Text section.
===

Thursday, September 28, 2023

Indonesia Has a Month Left to Prevent Recession

Heru Andriyanto
September 1, 2020 | 3:06 pm
A man helps a trader and his vendor cart cross a railroad in Kampung Grogol, Central Jakarta on August 24, 2020. (JG Photo/Yudha Baskoro)
A man helps a trader and his vendor cart cross a railroad in Kampung Grogol, Central Jakarta on August 24, 2020. (JG Photo/Yudha Baskoro)

Bogor. Indonesia has a month left to turn things around after experiencing a 5.32 percent contraction in its economy in the second quarter due to the economic impact of the coronavirus pandemic, President Joko “Jokowi” Widodo told all 34 governors in a video-teleconference on Tuesday.

If the third quarter results in a contraction cycle, the economy will fall into recession, he said.

“In the first quarter of 2020, our economy managed to grow by 2.97 percent, while many other countries saw a negative figure. However, we were at minus 5.32 percent in the second quarter,” the president said from the Bogor Palace in West Java.

“We still have a chance in September -- if we remain at the negative territory, it means we enter a recession,” he said.


He urged governors to speed up spending and to order district heads and mayors in their respective region to do the same, noting that less than a half of their budgets have been spent.

“According to August 27 data, the national average of provincial government spending reached only 44 percent, while cities and district have used only 48.8 percent of their budget,” Jokowi said. 

Only three provinces have managed to attain positive growth during the second quarter of the year, including Papua (4.52 percent), West Papua (0.53 percent) and Central Sulawesi (0.06 percent).

Meanwhile, three provinces have suffered the biggest contraction. Bali, whose economy depends largely on the tourism sector, was the hardest hit by the economic impact of the pandemic with a contraction of 10.98 percent, the president said.  

Jakarta saw a negative 8.82 percent and Yogyakarta reported a contraction of 6.74 percent.

The president also called on governors to do more in flattening the curve of new Covid-19 caseloads.

“For provinces where the caseloads remain high, I ask their governors to work harder and cooperate with the task force in order to slow down the caseloads,” Jokowi said, adding that the central government is ready to help. 

Overall, Indonesia is able to keep the Covid-19 outbreak under control, with a rapidly growing number of recoveries, he said.

The recovery rate in the Indonesian outbreak was a mere 15 percent in April but by the end of August the number of cured or discharged Covid-19 patients has accounted for 72.1 percent of the total cases, higher than the global average of 69 percent, he said.

However, a lot more need to be done to reduce the fatality rate from currently 4.2 percent to below the global average of 3.36 percent, the president said.

===

Task. Please copy the passage of the article on Indonesia's recession risk that begins at the words "The president also" and stops after "recoveries, he said.", swapping "task force" for "response team".

Records supplied.
===

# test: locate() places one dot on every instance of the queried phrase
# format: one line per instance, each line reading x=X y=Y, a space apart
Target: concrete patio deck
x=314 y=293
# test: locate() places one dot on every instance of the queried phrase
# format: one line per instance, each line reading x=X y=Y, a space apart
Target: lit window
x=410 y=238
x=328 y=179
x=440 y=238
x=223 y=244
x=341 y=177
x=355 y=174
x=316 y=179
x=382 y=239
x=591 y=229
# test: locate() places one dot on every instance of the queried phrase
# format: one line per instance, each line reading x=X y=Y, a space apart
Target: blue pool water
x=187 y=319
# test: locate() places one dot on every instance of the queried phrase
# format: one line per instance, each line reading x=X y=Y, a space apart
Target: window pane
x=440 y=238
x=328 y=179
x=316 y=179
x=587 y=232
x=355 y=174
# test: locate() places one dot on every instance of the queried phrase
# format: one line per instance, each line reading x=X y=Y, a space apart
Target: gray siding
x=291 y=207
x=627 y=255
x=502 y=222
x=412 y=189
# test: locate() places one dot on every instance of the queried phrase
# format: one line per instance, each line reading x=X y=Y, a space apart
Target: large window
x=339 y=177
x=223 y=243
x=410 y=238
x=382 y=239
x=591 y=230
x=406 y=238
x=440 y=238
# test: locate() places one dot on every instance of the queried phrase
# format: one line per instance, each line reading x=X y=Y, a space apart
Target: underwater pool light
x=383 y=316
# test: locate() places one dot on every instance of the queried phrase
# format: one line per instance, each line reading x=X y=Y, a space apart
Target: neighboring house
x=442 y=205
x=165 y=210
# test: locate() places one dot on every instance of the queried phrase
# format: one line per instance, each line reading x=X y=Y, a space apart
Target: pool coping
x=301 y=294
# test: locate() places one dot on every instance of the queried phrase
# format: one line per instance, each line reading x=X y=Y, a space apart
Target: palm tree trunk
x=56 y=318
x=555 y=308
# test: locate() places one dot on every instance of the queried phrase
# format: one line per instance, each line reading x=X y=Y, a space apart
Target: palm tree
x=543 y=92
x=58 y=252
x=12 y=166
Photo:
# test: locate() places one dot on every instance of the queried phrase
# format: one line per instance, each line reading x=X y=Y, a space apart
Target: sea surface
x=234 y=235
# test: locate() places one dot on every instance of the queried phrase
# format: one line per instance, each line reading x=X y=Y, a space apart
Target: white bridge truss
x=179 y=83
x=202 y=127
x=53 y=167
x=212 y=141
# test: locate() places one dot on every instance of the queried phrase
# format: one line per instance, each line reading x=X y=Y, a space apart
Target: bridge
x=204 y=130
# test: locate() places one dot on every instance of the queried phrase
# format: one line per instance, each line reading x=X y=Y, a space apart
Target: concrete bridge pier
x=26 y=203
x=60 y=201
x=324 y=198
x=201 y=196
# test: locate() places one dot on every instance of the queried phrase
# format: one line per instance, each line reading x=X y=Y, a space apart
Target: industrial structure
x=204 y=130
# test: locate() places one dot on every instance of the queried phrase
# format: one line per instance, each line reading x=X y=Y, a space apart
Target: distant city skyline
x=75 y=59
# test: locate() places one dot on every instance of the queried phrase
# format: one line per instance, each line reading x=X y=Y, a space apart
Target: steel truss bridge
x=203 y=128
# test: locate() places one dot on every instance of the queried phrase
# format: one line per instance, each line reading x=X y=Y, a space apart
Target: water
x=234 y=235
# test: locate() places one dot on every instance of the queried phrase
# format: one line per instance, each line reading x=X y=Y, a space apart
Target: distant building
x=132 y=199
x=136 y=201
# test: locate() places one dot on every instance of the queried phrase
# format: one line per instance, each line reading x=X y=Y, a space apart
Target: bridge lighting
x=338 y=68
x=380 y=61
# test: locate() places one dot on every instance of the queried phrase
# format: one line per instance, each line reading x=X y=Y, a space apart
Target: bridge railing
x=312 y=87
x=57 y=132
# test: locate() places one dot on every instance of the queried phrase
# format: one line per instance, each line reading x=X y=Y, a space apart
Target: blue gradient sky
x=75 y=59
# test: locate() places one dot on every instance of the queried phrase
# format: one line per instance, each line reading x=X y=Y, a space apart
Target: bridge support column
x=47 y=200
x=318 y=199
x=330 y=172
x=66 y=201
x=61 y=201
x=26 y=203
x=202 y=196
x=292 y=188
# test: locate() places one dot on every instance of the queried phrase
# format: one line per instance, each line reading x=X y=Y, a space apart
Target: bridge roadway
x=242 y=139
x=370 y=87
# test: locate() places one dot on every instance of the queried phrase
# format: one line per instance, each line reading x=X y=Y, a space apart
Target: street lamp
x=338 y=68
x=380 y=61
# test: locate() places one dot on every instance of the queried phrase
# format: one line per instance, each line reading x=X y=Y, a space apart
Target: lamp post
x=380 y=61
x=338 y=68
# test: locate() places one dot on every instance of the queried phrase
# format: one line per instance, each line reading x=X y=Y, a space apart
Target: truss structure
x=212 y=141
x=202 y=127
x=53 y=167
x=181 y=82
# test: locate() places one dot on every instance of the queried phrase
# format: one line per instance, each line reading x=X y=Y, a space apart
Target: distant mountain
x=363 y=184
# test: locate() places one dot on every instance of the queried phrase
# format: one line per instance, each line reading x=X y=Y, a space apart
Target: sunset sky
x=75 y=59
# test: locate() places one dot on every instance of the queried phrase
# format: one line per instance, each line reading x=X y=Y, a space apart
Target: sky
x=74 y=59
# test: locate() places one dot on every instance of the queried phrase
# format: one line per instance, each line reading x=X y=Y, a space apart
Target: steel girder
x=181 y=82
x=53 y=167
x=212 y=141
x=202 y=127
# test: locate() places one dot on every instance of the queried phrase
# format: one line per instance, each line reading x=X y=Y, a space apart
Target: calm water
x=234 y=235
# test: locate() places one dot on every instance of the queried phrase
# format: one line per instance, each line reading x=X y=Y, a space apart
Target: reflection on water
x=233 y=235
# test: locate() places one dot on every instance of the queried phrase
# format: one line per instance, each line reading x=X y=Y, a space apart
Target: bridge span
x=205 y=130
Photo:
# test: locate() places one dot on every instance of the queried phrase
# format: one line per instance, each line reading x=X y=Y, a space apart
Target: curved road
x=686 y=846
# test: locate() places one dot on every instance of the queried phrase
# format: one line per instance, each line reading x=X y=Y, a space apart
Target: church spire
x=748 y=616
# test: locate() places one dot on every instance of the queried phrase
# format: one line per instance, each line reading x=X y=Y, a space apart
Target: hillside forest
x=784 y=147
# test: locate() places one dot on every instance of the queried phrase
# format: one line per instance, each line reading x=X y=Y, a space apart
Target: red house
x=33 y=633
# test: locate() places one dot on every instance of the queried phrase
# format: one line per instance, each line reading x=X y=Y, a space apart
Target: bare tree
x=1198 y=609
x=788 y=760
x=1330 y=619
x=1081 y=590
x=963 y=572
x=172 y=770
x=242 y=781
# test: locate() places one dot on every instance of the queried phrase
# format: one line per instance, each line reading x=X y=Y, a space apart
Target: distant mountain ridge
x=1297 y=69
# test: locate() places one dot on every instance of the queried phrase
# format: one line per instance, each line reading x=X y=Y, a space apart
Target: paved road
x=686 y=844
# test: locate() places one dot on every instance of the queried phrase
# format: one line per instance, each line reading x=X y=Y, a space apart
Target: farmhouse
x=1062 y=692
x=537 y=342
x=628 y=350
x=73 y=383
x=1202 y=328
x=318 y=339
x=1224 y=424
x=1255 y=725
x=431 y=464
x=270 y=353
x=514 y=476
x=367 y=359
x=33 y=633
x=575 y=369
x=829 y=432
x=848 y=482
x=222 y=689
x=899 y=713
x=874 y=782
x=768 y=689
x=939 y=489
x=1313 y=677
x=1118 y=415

===

Result for this exercise.
The president also called on governors to do more in flattening the curve of new Covid-19 caseloads.

“For provinces where the caseloads remain high, I ask their governors to work harder and cooperate with the response team in order to slow down the caseloads,” Jokowi said, adding that the central government is ready to help. 

Overall, Indonesia is able to keep the Covid-19 outbreak under control, with a rapidly growing number of recoveries, he said.